- _Exercise_
Retype each line below precisely and omit all images.
........
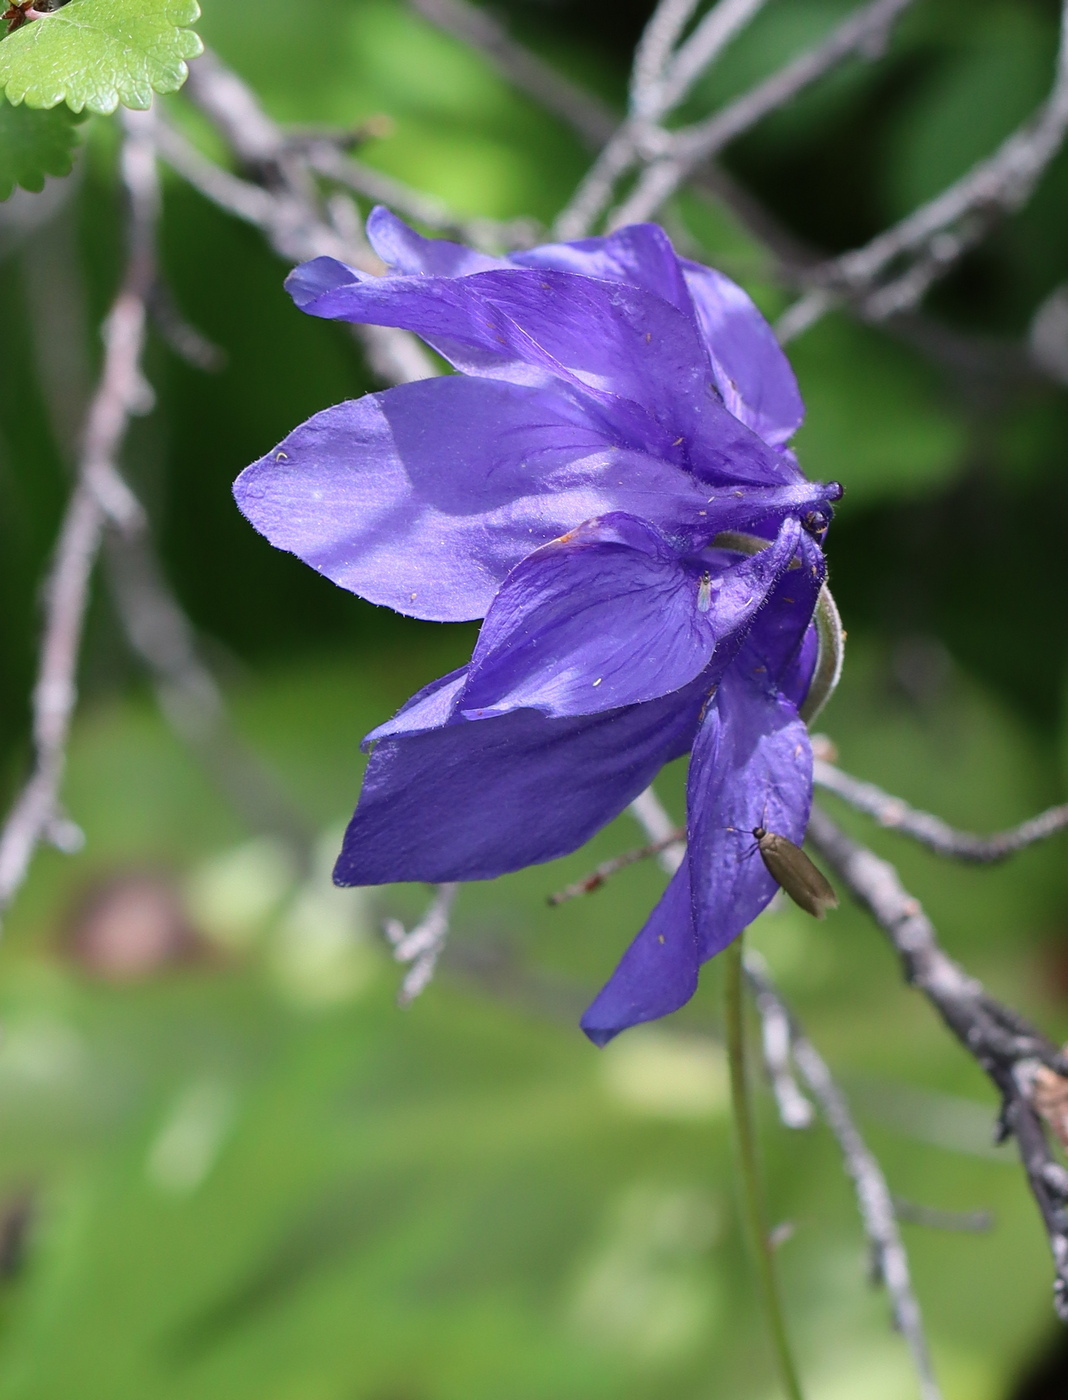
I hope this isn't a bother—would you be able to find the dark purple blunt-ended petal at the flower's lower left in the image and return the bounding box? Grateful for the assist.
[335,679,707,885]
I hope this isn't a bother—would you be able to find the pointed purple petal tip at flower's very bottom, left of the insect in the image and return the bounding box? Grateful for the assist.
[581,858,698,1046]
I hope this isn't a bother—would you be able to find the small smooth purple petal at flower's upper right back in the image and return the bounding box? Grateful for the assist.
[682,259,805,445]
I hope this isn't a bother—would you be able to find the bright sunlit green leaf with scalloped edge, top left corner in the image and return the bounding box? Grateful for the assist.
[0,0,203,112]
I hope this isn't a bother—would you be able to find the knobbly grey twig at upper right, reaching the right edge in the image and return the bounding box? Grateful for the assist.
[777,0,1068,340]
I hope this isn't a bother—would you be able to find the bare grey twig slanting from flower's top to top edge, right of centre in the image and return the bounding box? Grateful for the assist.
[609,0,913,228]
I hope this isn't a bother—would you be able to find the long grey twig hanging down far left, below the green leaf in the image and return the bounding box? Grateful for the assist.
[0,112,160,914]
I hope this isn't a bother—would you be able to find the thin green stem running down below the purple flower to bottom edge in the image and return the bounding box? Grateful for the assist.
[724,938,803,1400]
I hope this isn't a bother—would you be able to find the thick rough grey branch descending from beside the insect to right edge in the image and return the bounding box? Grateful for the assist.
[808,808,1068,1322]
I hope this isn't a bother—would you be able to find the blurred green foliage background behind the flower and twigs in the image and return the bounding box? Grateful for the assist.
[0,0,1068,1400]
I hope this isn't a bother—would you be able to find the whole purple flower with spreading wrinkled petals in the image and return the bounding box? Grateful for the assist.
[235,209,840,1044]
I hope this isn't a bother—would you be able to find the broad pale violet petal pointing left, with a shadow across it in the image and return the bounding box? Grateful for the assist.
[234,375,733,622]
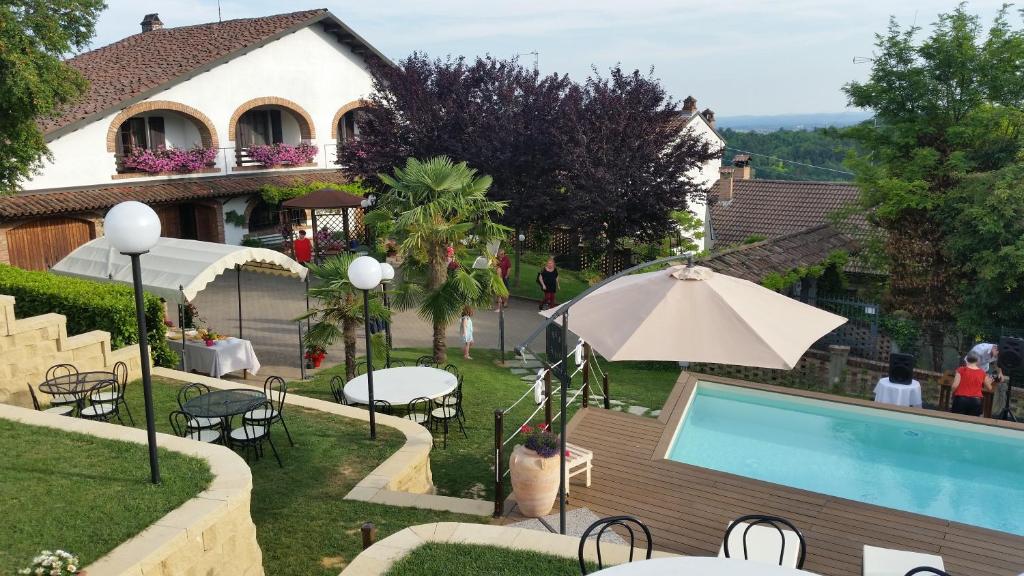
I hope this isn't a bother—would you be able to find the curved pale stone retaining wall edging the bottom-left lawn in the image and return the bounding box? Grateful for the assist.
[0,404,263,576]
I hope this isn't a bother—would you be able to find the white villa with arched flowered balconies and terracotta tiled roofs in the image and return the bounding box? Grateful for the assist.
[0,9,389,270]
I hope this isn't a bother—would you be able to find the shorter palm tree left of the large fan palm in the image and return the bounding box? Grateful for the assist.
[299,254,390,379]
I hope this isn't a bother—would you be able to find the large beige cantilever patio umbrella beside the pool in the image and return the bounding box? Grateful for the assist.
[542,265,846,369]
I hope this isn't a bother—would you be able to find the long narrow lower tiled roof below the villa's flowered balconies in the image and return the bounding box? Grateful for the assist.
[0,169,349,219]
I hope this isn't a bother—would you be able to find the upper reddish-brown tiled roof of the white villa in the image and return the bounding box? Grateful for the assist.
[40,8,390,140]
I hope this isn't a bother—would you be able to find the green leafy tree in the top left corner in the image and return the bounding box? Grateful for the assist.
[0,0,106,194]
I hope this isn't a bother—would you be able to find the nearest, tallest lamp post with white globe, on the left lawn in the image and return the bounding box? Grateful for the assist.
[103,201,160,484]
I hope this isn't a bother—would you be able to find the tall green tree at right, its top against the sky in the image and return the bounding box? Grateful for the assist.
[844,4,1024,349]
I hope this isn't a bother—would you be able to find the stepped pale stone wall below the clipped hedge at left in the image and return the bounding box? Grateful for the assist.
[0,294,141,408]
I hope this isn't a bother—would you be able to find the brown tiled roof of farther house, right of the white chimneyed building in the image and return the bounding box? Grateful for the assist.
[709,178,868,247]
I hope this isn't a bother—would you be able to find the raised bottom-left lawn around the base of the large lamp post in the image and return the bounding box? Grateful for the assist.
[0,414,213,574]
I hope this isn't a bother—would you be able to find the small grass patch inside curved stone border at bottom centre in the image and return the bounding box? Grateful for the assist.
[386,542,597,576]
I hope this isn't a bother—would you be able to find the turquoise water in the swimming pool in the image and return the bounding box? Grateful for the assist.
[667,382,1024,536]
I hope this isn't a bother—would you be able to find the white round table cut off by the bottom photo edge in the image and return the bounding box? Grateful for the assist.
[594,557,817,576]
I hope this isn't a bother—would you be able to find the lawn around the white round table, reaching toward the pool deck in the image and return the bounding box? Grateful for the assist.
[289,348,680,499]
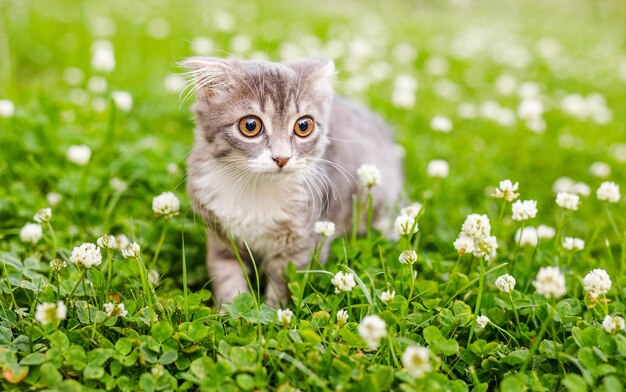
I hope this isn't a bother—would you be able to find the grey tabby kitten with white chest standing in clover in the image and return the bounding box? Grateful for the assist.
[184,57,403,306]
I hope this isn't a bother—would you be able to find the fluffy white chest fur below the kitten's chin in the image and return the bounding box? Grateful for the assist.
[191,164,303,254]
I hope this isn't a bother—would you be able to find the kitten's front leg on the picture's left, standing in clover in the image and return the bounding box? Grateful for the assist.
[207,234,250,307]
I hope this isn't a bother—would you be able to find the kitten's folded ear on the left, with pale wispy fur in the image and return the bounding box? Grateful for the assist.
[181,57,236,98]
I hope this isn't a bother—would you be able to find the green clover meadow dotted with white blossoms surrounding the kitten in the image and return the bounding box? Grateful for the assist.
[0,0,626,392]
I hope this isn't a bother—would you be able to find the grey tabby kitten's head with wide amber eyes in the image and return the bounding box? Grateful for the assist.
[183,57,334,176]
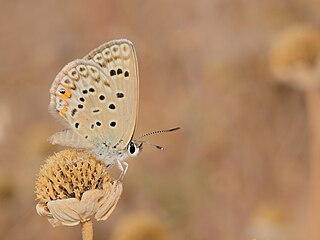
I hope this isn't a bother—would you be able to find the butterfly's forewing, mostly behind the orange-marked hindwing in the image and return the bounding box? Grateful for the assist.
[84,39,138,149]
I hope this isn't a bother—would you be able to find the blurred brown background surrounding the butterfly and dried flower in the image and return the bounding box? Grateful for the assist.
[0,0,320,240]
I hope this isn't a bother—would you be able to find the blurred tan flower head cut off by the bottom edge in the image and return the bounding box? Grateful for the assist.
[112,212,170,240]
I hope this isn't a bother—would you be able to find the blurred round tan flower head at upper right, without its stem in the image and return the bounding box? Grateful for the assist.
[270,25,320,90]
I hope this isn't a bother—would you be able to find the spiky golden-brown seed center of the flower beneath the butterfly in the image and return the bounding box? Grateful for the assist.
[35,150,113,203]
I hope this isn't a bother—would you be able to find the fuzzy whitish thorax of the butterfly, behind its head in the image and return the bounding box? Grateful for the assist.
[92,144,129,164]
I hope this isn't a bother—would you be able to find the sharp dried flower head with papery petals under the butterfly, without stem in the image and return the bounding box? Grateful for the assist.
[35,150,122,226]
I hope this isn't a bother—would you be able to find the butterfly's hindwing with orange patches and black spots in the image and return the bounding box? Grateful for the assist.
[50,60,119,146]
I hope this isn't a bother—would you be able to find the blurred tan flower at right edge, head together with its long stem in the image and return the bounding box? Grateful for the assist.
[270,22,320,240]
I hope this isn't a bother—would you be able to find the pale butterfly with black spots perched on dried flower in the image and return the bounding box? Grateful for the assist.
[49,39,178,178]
........
- _Response below_
I hope this isn't a bother—would you be able to find the dark purple blunt-ended petal at the flower's lower left in the image and return the bounding box? Grateful for the assist.
[335,679,707,885]
I hope this isn't a bother—would you be able to find the pointed purple petal tip at flower's very bottom, left of the insect in the image and return the bounding box? Grateful for the assist.
[581,858,698,1046]
I hope this isn't a bother—would you be able to find the small smooth purple petal at flower's upper right back in the image and return the bounding box? Grateful for the assist.
[682,259,805,445]
I hope this isn't a bother—would you be able to find the bright sunlit green leaf with scalloped edge, top left corner in the image and return the bounding box? Grateful for the assist.
[0,0,203,112]
I hope this isn't a bother—would you be able to find the knobbly grey twig at upper right, reaching the right edge in the image and return the bounding box? Grateful for the assist.
[777,0,1068,340]
I hope this isn't a bother—would you be able to find the bare grey twig slanting from flower's top to top edge, right of centre in the image and return the bounding box? Grateful for the assist.
[609,0,913,228]
I hope this isn't a bother—would you be able to find the long grey twig hanging down far left, below the green leaf in the image and return the bounding box? Grateful for the assist.
[0,112,160,914]
I hope this isn't a bother—would you be able to find the thin green stem running down below the purple flower to bottom edge in the image and return the bounding box? Grateful for the assist.
[724,938,803,1400]
I hope this isn't a bother—would you be able to find the thick rough grey branch descending from beside the insect to right edge in the image and return the bounding box? Grateful for the assist.
[808,808,1068,1322]
I hope this isn't a bother—would you be able to find the blurred green foliage background behind the flower and twigs in the image and return the bounding box? Grateful for the assist.
[0,0,1068,1400]
I hope this isn't a bother—would you be able to find the whole purple flower with spreading wrinkled petals in the image and return the bounding box? Grateful for the assist.
[235,209,840,1044]
I hope this isn't a bother—would you be able to find the broad pale violet petal pointing left, with a shadow across it in the image and return the bounding box? Grateful for the assist.
[234,375,733,622]
I hope this isn't a bother—would you be able to find the curved pale stone retaining wall edging the bottom-left lawn in the image and return the bounding box? Grateful for the assist.
[0,404,263,576]
I hope this isn't a bother—would you be able to find the white villa with arched flowered balconies and terracotta tiled roofs in the image and return the bounding box? Grateful for the assist.
[0,9,389,270]
I hope this isn't a bother—would you be able to find the shorter palm tree left of the large fan palm in the image and return the bounding box? Grateful for the assist.
[299,254,390,379]
I hope this isn't a bother—would you be able to find the large beige cantilever patio umbrella beside the pool in the image and return the bounding box? Grateful for the assist.
[542,265,846,369]
I hope this isn't a bother—would you be able to find the long narrow lower tiled roof below the villa's flowered balconies in the image and return the bounding box? Grateful for the assist.
[0,169,349,219]
I hope this isn't a bother—would you be able to find the upper reddish-brown tiled roof of the white villa in the image and return the bounding box? Grateful for the assist.
[40,8,390,140]
I hope this isn't a bother—would you be able to find the green leafy tree in the top left corner in the image and return the bounding box? Grateful for the assist.
[0,0,106,194]
I hope this isn't a bother—would you be able to find the nearest, tallest lamp post with white globe, on the left lawn in the image and return the bounding box? Grateful for the assist.
[103,201,160,484]
I hope this isn't a bother—would you be able to find the tall green tree at right, its top against the sky in the image and return the bounding box? Grateful for the assist.
[844,4,1024,349]
I hope this isn't a bother—would you be able to find the stepped pale stone wall below the clipped hedge at left in the image and return the bounding box? Grateful for the assist.
[0,294,141,408]
I hope this isn't a bother—would you be able to find the brown tiled roof of farther house, right of the white chimneyed building in the image and return the bounding box? Grateful for the assist.
[709,178,868,247]
I hope this isn't a bother—would you be able to find the raised bottom-left lawn around the base of the large lamp post in the image and return the bounding box? Grateful for the assist.
[0,414,213,574]
I hope this isn't a bother—would you be able to find the small grass patch inside curved stone border at bottom centre in the image and return the bounding box? Grateful for the assist.
[386,542,597,576]
I hope this isn't a bother—would you be able to find the turquoise water in the swimming pool in the image and return the bounding box? Grateful for the assist.
[667,382,1024,536]
I hope this isn't a bother—would you be able to find the white round table cut off by the bottom photo edge in the image and return the bounding box? Grateful for the assist.
[594,557,817,576]
I hope this isn't a bother—would you be able to find the lawn around the white round table, reaching toward the pool deck in the image and return the bounding box? Grateful for the assist.
[289,348,680,499]
I hope this isn't a bother—would you be able to find the grey tabby kitten with white chest standing in clover in the image and return the bounding box? Grateful for the assist.
[184,57,403,306]
I hope this isn't a bother—would you be able to find the fluffy white chest fur below the kitten's chin in the image and return the bounding box? Grateful for the assist.
[191,164,303,254]
I hope this isn't a bother—would you be able to find the kitten's front leg on the picture's left, standing in clover in the image and return the bounding box? Grateful for the assist.
[207,234,250,307]
I hope this isn't a bother—would you be able to find the kitten's folded ear on the left, with pale wispy fur in the image and return the bounding box? Grateful for the assist.
[181,57,236,98]
I hope this isn't a bother—would you be able to find the green clover meadow dotted with white blossoms surrounding the kitten in the image and return the bounding box? Grateful for the assist.
[0,0,626,392]
I hope this isn't a bother—would you be able to find the grey tabby kitten's head with wide amber eyes in the image and return the bounding box? Grateful for the assist.
[183,57,334,176]
I hope this isn't a bother—would you be able to find the butterfly's forewing, mostly behind the orange-marked hindwing in the image and return the bounding box? Grateful for the assist.
[84,39,138,149]
I hope this isn't a bother—would you be able to find the blurred brown background surrounding the butterfly and dried flower in the image and return the bounding box? Grateful for the assist.
[0,0,320,240]
I hope this isn't a bother—would you be able to find the blurred tan flower head cut off by the bottom edge in the image and return the bounding box? Grateful for the assist.
[112,212,170,240]
I hope this isn't a bother—would you be able to find the blurred round tan flower head at upper right, without its stem in the image and return the bounding box? Grateful for the assist.
[270,25,320,90]
I hope this isn't a bother—would you be able to find the spiky golden-brown seed center of the flower beneath the butterfly in the image and return the bounding box? Grateful for the assist.
[35,150,113,203]
I hope this isn't a bother—would you be able to find the fuzzy whitish thorax of the butterfly, behind its head in the image and return the bounding box? Grateful for the assist.
[92,144,129,164]
I hope this isn't a bother—would you be able to find the sharp dried flower head with papery petals under the butterfly, without stem in the image and return the bounding box? Grateful for the assist.
[35,150,122,226]
I hope this isn't a bother—would you be able to find the butterfly's hindwing with orange patches and black spots in the image and return the bounding box? Grateful for the assist.
[50,60,119,146]
I hope this isn't a bother—would you be able to find the blurred tan flower at right edge, head together with its long stem in the image and return the bounding box? Grateful for the assist.
[270,22,320,240]
I hope this isn't a bother—would you be able to find the pale butterfly with black spots perched on dried flower in the image and return the bounding box? Grateful for the assist.
[49,39,178,178]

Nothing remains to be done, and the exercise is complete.